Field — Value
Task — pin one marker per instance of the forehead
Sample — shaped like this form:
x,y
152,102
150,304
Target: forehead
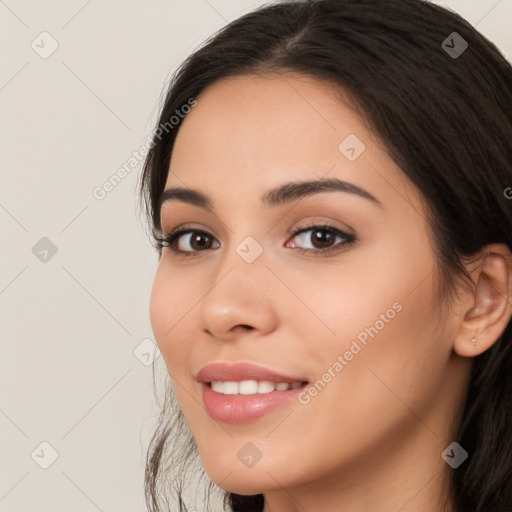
x,y
251,133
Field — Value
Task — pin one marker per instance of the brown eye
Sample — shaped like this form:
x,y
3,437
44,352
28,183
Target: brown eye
x,y
192,241
317,238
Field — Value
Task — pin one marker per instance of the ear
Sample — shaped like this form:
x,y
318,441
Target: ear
x,y
487,306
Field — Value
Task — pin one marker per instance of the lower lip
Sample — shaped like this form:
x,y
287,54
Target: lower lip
x,y
244,408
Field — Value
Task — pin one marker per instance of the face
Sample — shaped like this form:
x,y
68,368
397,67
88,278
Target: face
x,y
301,283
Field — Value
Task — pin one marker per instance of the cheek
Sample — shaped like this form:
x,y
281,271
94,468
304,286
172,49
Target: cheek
x,y
170,303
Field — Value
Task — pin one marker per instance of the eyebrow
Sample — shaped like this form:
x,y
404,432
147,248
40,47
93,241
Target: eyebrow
x,y
280,195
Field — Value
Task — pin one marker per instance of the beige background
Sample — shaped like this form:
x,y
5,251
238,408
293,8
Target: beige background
x,y
75,333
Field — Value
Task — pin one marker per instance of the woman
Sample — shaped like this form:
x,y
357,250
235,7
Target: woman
x,y
332,300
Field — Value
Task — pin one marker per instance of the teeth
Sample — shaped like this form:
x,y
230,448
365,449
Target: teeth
x,y
251,387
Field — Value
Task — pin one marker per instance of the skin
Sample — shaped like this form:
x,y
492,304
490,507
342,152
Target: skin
x,y
372,438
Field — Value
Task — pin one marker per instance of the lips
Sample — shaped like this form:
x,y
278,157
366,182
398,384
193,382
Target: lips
x,y
243,392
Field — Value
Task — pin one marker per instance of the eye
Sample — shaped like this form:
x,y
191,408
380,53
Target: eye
x,y
320,238
187,241
313,239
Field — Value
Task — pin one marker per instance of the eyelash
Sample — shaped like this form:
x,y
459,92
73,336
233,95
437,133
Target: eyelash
x,y
169,239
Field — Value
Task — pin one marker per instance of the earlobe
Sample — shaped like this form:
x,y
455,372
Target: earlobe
x,y
488,305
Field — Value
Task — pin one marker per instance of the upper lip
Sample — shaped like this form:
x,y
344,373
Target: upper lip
x,y
236,372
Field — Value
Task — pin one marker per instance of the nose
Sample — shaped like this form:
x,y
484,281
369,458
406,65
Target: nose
x,y
239,301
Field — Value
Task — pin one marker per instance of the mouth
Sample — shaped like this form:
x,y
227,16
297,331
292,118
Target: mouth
x,y
252,387
240,393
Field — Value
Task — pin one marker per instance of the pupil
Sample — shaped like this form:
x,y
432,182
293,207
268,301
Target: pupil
x,y
199,241
322,239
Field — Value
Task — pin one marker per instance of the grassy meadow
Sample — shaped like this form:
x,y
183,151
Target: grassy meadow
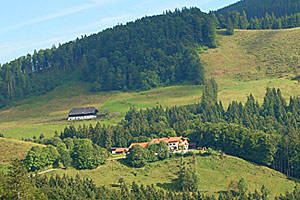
x,y
49,112
247,62
252,60
214,173
13,149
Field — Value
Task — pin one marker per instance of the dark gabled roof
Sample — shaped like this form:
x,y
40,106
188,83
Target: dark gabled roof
x,y
83,111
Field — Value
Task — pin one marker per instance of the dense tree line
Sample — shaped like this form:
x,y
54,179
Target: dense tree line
x,y
235,20
258,8
80,153
18,184
151,51
266,134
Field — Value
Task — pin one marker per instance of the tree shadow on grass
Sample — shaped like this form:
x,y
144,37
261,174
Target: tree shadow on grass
x,y
115,185
125,162
174,185
222,32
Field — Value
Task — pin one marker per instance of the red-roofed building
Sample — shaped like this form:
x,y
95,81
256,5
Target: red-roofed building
x,y
118,150
143,144
174,143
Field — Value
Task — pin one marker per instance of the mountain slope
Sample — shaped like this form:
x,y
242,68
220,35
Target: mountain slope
x,y
252,60
258,8
245,63
147,53
214,173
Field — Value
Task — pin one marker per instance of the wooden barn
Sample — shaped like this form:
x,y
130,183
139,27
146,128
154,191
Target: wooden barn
x,y
83,113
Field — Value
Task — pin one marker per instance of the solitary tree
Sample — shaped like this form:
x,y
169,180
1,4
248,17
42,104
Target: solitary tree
x,y
229,27
188,179
137,156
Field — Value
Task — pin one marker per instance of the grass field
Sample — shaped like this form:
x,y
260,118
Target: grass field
x,y
252,60
247,62
12,149
215,174
48,113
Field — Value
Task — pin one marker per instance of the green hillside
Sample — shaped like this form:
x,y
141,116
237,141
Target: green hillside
x,y
248,62
48,113
258,8
252,60
12,149
215,174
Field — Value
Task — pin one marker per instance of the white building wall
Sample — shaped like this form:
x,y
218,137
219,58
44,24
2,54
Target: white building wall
x,y
82,117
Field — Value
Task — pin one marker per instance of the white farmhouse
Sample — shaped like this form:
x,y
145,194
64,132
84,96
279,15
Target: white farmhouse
x,y
83,113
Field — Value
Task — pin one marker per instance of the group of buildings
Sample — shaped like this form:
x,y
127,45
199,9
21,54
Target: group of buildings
x,y
174,143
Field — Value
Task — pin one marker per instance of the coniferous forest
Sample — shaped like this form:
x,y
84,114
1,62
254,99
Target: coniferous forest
x,y
266,134
257,8
152,51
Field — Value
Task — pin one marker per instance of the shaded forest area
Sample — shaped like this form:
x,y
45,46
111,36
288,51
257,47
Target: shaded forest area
x,y
17,184
255,14
258,8
152,51
266,134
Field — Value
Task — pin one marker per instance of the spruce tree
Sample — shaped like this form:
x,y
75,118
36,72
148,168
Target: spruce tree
x,y
229,27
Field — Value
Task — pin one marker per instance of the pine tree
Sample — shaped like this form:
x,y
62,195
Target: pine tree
x,y
229,27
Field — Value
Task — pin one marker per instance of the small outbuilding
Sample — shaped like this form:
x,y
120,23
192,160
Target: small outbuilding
x,y
83,113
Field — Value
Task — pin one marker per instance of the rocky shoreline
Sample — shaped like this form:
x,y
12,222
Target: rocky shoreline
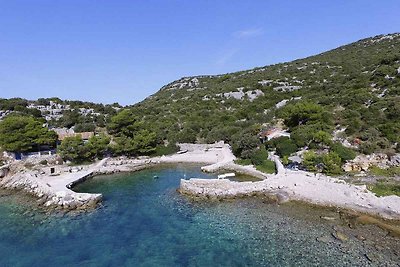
x,y
54,191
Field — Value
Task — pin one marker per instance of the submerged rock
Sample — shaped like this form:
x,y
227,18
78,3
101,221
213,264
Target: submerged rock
x,y
340,236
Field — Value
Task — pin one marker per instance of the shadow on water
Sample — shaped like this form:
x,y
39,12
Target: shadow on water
x,y
143,221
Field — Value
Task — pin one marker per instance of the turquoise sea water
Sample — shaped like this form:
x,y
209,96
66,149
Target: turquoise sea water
x,y
143,221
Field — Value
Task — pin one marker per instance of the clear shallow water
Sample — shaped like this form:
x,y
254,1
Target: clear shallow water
x,y
144,222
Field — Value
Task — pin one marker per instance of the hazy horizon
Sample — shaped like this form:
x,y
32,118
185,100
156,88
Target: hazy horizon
x,y
125,51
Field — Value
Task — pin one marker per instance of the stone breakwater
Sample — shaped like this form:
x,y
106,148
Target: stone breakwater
x,y
55,192
51,194
300,186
=-=-=-=-=
Your objective — Leaving the pictures aside, transcribe the entire listing exactly.

Result for this exercise —
Field — Value
Task — pin one marker per instance of the forehead
Sample — shaped like this form:
x,y
152,102
150,304
Target: forehead
x,y
251,133
Field — Value
Task — pin one marker per instance of the brown eye
Sample — shaped like this form:
x,y
3,437
44,352
28,183
Target: brown eye
x,y
192,241
317,238
Field — Value
Task — pin one marker per instance of the ear
Sample — shaped like this form:
x,y
318,441
Target: ear
x,y
487,306
Field — Value
Task — pin one marker per instance of the lower lip
Sample — shaped like this form:
x,y
287,54
Target: lower lip
x,y
244,408
Field — Value
Task — pin one marker per instance of the face
Sample — shaped like this form:
x,y
68,368
397,67
88,278
Target: face
x,y
301,283
Field — Value
Task — pin one marker per instance of the cheek
Sample — shaped like this form:
x,y
281,271
94,468
304,286
172,49
Target: cheek
x,y
170,303
Field — Value
Task — pin one marker per instance of the eyebrow
Sample — shaped like this form:
x,y
404,432
147,248
40,47
93,241
Target: eyebrow
x,y
280,195
Field — Value
Task — pin one marker per instance of the beige background
Sample — shaped like this form:
x,y
5,251
238,408
293,8
Target: beige background
x,y
75,333
Field — Value
Task — pin one marker per instance of the woman
Sample — shaped like this form:
x,y
357,250
235,7
Target: woman
x,y
332,300
Field — Value
Task — pin one marker per instance of the teeth
Sample — shaped like this form:
x,y
230,448
365,449
Target: teeth
x,y
251,387
Field — Value
Task — pin one marker per instance of the skin
Sample — shaped like this form:
x,y
492,304
490,507
342,152
Target: skin
x,y
372,438
Field — Value
Task — pin one marker per instance of the lips
Sample — shaped like this form:
x,y
278,157
366,182
398,384
193,382
Target: lips
x,y
243,392
Field — Value
Task — pin one marker per instance of the eye
Sample — shaped like this form:
x,y
191,408
380,53
Target: eye
x,y
320,238
187,241
313,239
Field — Value
Task — pin one marker per instance of the eyelash
Sample — shaped like this form:
x,y
459,92
73,336
233,95
437,133
Target: eyelash
x,y
169,239
Field — Value
Task — pin one marker per instance of the earlobe
Sample — shaped like this form:
x,y
455,372
Target: earlobe
x,y
488,305
Field — Value
Task — pin one marker per instance of the upper lip
Sample — shaped like this form:
x,y
344,373
Target: upper lip
x,y
236,372
Field — Value
Task — pin one marker per instance of the nose
Sample — shaped like this form:
x,y
484,281
369,458
406,65
Target: nose
x,y
239,301
Field — Value
Task — pin one marker per instance of the mouth
Sample — shaped like this form:
x,y
227,16
297,331
292,118
Target: mouth
x,y
252,387
240,393
Field — Value
Task — pin one marker per instance of the pupil
Sample — shaped like this form:
x,y
432,182
293,207
268,301
Target: pupil
x,y
199,241
322,239
Field — Value
Task — pin one marker per instance of the grassy meadow
Sample — shaped like this form:
x,y
183,151
Target: grassy meadow
x,y
49,112
247,62
252,60
214,173
13,149
Field — Value
Task — pin one marker per instance of the dark gabled roof
Sample — shaped like this form:
x,y
40,106
188,83
Target: dark gabled roof
x,y
83,111
Field — Value
Task — pin one marker per instance of the dense tree line
Sample — shaped like this form:
x,y
54,179
Target: dense tree line
x,y
235,20
258,8
80,153
18,184
151,51
266,134
Field — Value
Task — pin one marker per instance of the tree shadow on grass
Sample — shaped like this form:
x,y
144,37
261,174
Target: tree shadow on grass
x,y
115,185
125,162
174,185
222,32
Field — Value
Task — pin one marker per instance of the red-roofed building
Sample — shaped like this form:
x,y
95,81
256,5
Target: red-roofed building
x,y
118,150
143,144
174,143
Field — Value
Task — pin one marker per instance of the mountain slope
Sample — shaped like this form:
x,y
242,68
220,35
Target: mountain slope
x,y
252,60
258,8
245,63
147,53
214,173
Field — Value
Task — pin one marker per instance of the wooden barn
Sample — shaped like this form:
x,y
130,183
139,27
146,128
154,191
Target: wooden barn
x,y
83,113
Field — Value
Task — pin one marker per instance of the solitary tree
Sample — shaped like this form:
x,y
169,180
1,4
248,17
42,104
Target: solitary tree
x,y
229,27
188,179
137,156
Field — Value
Task — pin one marker per instance of the grass field
Sample — shaped like this form:
x,y
260,118
Target: grass field
x,y
252,60
247,62
12,149
215,174
48,113
Field — Value
Task — pin one marker per instance of the green hillside
Sample — shaped like this form:
x,y
141,116
237,141
Target: green hillside
x,y
248,62
48,113
258,8
252,60
12,149
215,174
Field — Value
Task — pin one marker per instance of the white building wall
Sample — shaped like this form:
x,y
218,137
219,58
44,24
2,54
Target: white building wall
x,y
82,117
Field — Value
Task — pin one marker per instance of the white farmhouse
Sample — shaped like this form:
x,y
145,194
64,132
84,96
279,15
Target: white farmhouse
x,y
83,113
Field — Value
Task — pin one marker per instance of the group of buildings
Sample — shaped like this form:
x,y
127,45
199,9
21,54
Target: group of buildings
x,y
174,143
Field — Value
Task — pin one marker per instance of the coniferous forest
Sample — shaped like this form:
x,y
84,114
1,62
254,99
Target: coniferous forest
x,y
266,134
257,8
152,51
Field — Value
Task — pin one marker per instance of the shaded forest area
Sample — shaped like this form:
x,y
45,46
111,36
288,51
257,47
Target: shaded forest area
x,y
17,184
255,14
258,8
152,51
266,134
Field — Value
Task — pin one marker per instance of the spruce tree
Sample — shaped like this form:
x,y
75,118
36,72
148,168
Target: spruce tree
x,y
229,27
Field — Value
Task — pin one marker per instance of the pine tree
Sample — shaped like this form:
x,y
62,195
Target: pine tree
x,y
229,27
Field — Value
Task — pin one marker per instance of the small outbuilding
Sample — shaped like this form:
x,y
120,23
192,160
Target: small outbuilding
x,y
83,113
Field — Value
Task — pin one marker per instance of the rocky shoreline
Sample — shaped like this form:
x,y
12,222
Target: rocky shoreline
x,y
54,191
Field — Value
Task — pin one marker per instance of the submerged rock
Sample — shaped like this form:
x,y
227,18
78,3
101,221
213,264
Target: submerged rock
x,y
340,236
Field — Value
Task — pin one marker per instance of the shadow on water
Sample — shaped like this form:
x,y
39,12
Target: shadow on water
x,y
143,221
Field — Value
Task — pin one marker per instance of the turquoise sea water
Sample — shaped like this form:
x,y
209,96
66,149
Target: turquoise sea water
x,y
143,221
Field — Value
Task — pin one marker per instance of the clear shallow water
Sample — shaped like this form:
x,y
254,1
Target: clear shallow water
x,y
144,222
Field — Value
Task — pin one marker per instance of the hazy horizon
Sample — shaped like this form:
x,y
32,118
185,100
156,88
Target: hazy horizon
x,y
125,51
Field — Value
Task — pin one marker per instance of the stone breakwater
Sample — shaped like this form:
x,y
106,148
Target: stone breakwater
x,y
55,192
51,194
300,186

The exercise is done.